Welcome to VMCAI 2020, the 21st International Conference on Verification, Model

Checking, and Abstract Interpretation. VMCAI 2020 is part of the 47th

ACM SIGPLAN Symposium on Principles of Programming Languages (POPL 2020),

at the hotel JW Marriott New Orleans, USA, during January 19–21, 2020.

Conference Description. VMCAI provides a forum for researchers from the

communities of verification, model checking, and abstract interpretation, facilitating

interaction, cross-fertilization, and advancement of hybrid methods that combine these

and related areas. The topics of the conference include program verification, model

checking, abstract interpretation, program synthesis, static analysis, type systems,

deductive methods, decision procedures, theorem proving, program certification,

debugging techniques, program transformation, optimization, and hybrid and

cyber-physical systems.

Focus on Reproducibility of Research Results. VMCAI 2020 included, for the

first time in this conference series, an optional artifact-evaluation (AE) process for

submitted papers. Reproducibility of results is of the utmost importance to the VMCAI

community. Therefore, we encouraged all authors to submit an artifact for evaluation.

An artifact is any additional material (software, data sets, machine-checkable proofs,

etc.) that substantiates the claims made in a paper and ideally makes them fully

replicable. The evaluation and archival of artifacts improves replicability and trace￾ability for the benefit of future research and the broader VMCAI community.

Paper Selection. VMCAI 2020 received a total of 44 paper submissions. After a

rigorous review process, with each paper reviewed by at least 3 Program Committee

(PC) members, followed by an online discussion, the PC accepted 21 full papers for

publication in the proceedings and presentation at the conference. The main selection

criteria were quality, relevance, and originality.

Invited Talks. The conference program includes three keynotes, by Rajeev Alur

(University of Pennsylvania, USA) on “Model Checking for Safe Autonomy,” Marta

Kwiatkowska (University of Oxford, UK) on “Safety and Robustness for Deep

Learning with Provable Guarantees,” and Moshe Vardi (Rice University, USA) on

“The Siren Song of Temporal Synthesis.”

Winter School. The VMCAI Winter School is the second winter school on formal

methods, associated with VMCAI 2020, New Orleans, USA, during January 16–18,

2020. In the vein of VMCAI, the school is meant to facilitate interaction,

cross-fertilization, and advancement of hybrid methods that combine verification,

model checking, and abstract interpretation. The school is aimed primarily at PhD

students who intend to continue their study in the field of verification.

The VMCAI Winter School program features lectures and tutorials from both aca￾demia and industry experts in their respective fields. The school covers several funda￾mental aspects of formal methods and applications. The following speakers were invited

to give lectures at the winter school: Dirk Beyer (Ludwig-Maximilians-Universität

München, Germany), Igor Konnov (Interchain Foundation, Switzerland), Marta

Kwiatkowska (University of Oxford, UK), Corina Pasareanu (NASA Ames and

Carnegie Mellon University, USA), Andreas Podelski (University of Freiburg,

Germany), Natasha Sharygina (University of Lugano, Switzerland), Helmut Seidl

(TU Munich, Germany), Moshe Vardi (Rice University, USA), Mike Whalen (Amazon

Web Services, USA), and Valentin Wüstholz (Consensys Diligence, Germany).

Extracted entries »

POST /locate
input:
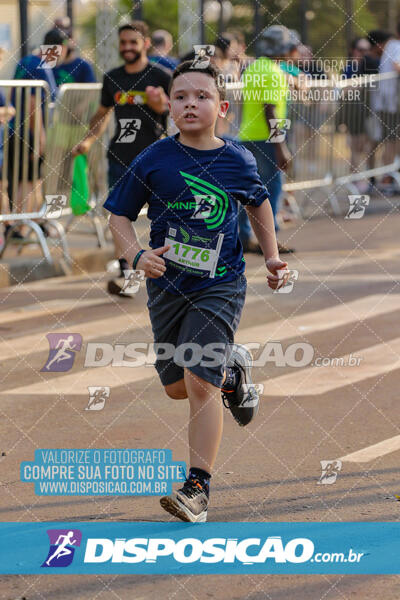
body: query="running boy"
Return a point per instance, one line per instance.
(195, 282)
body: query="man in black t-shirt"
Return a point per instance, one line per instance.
(137, 91)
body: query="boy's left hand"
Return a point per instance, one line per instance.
(273, 265)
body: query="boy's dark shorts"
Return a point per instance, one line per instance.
(208, 316)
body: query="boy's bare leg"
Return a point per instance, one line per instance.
(206, 421)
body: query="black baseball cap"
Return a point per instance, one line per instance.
(55, 37)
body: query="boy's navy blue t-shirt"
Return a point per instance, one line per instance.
(192, 198)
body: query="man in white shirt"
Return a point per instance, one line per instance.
(386, 101)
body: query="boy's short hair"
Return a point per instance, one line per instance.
(210, 69)
(139, 26)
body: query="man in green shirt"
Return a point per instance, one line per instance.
(265, 95)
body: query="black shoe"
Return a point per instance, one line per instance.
(117, 290)
(190, 503)
(243, 400)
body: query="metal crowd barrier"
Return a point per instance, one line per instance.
(336, 135)
(337, 138)
(30, 174)
(75, 105)
(21, 195)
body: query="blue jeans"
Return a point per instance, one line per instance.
(115, 172)
(264, 153)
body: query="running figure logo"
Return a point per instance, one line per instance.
(358, 204)
(286, 281)
(330, 471)
(49, 56)
(62, 351)
(97, 397)
(278, 129)
(62, 550)
(204, 206)
(132, 281)
(202, 55)
(128, 130)
(55, 204)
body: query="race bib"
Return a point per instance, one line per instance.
(192, 253)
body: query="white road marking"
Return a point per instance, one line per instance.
(48, 307)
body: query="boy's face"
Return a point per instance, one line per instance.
(195, 104)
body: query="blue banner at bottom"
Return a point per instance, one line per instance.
(206, 548)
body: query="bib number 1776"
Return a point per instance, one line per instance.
(195, 253)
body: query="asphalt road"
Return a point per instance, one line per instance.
(344, 303)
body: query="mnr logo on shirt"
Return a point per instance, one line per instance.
(210, 202)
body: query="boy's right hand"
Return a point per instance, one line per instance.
(151, 262)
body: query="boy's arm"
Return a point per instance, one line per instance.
(262, 222)
(127, 246)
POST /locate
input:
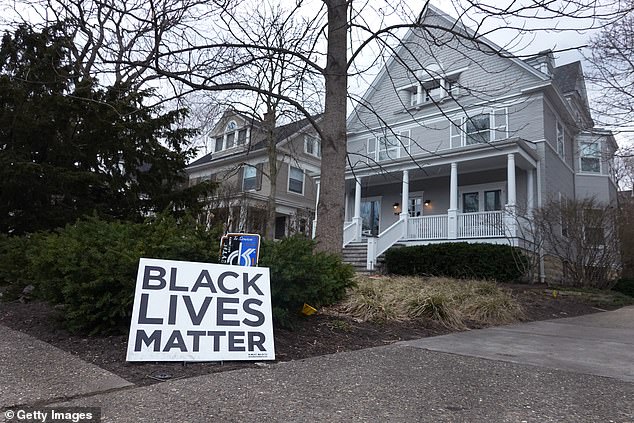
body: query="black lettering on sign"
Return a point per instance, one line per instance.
(154, 273)
(235, 343)
(221, 311)
(216, 334)
(173, 286)
(175, 341)
(200, 282)
(253, 312)
(171, 315)
(143, 319)
(196, 334)
(196, 318)
(221, 282)
(250, 283)
(256, 339)
(142, 338)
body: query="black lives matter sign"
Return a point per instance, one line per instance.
(186, 311)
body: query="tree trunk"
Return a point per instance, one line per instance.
(269, 126)
(334, 145)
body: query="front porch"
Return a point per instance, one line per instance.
(467, 198)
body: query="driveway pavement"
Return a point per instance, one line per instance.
(523, 373)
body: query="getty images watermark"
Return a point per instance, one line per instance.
(54, 414)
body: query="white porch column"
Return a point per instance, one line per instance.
(357, 209)
(452, 213)
(530, 191)
(405, 201)
(510, 176)
(511, 202)
(316, 205)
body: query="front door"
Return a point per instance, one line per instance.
(370, 215)
(280, 227)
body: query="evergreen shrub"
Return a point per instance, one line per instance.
(300, 275)
(459, 260)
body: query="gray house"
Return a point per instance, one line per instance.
(454, 140)
(239, 162)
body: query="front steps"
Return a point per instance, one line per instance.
(356, 254)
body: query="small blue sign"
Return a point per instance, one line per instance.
(240, 249)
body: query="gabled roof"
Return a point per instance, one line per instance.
(454, 24)
(282, 133)
(285, 131)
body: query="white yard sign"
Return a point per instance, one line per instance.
(186, 311)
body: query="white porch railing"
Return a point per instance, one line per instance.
(481, 224)
(349, 232)
(387, 238)
(427, 227)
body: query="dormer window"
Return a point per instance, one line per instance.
(312, 146)
(232, 137)
(432, 85)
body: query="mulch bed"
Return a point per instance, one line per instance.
(326, 332)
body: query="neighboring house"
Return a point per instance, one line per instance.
(240, 164)
(453, 140)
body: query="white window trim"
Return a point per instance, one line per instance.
(417, 194)
(589, 172)
(288, 182)
(236, 136)
(560, 138)
(460, 123)
(244, 177)
(316, 146)
(425, 77)
(402, 147)
(480, 189)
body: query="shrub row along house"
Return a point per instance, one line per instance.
(454, 140)
(239, 163)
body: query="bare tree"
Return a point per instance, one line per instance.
(611, 57)
(219, 54)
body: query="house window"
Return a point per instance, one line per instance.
(219, 143)
(312, 146)
(493, 200)
(432, 90)
(415, 207)
(249, 182)
(242, 136)
(590, 157)
(388, 148)
(230, 139)
(560, 140)
(478, 129)
(296, 180)
(470, 202)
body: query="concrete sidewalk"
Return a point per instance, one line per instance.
(413, 381)
(34, 372)
(600, 344)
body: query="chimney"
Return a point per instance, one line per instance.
(544, 61)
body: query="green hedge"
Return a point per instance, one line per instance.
(625, 286)
(90, 267)
(299, 275)
(458, 260)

List of tasks »
[1] Answer these questions from the VMCAI 2020 text, one per line.
(a) How many papers were submitted, and how many full papers were accepted?
(b) On what dates did the winter school take place?
(c) Who gave the keynote "Model Checking for Safe Autonomy"?
[2] According to the VMCAI 2020 text, why were all authors encouraged to submit an artifact for evaluation?

Outputs for the tasks »
[1]
(a) 44 papers were submitted, and 21 full papers were accepted.
(b) January 16–18, 2020.
(c) Rajeev Alur of the University of Pennsylvania.

[2] Reproducibility of results is of the utmost importance to the VMCAI community. Evaluating and archiving artifacts improves replicability and traceability for future research and the broader VMCAI community.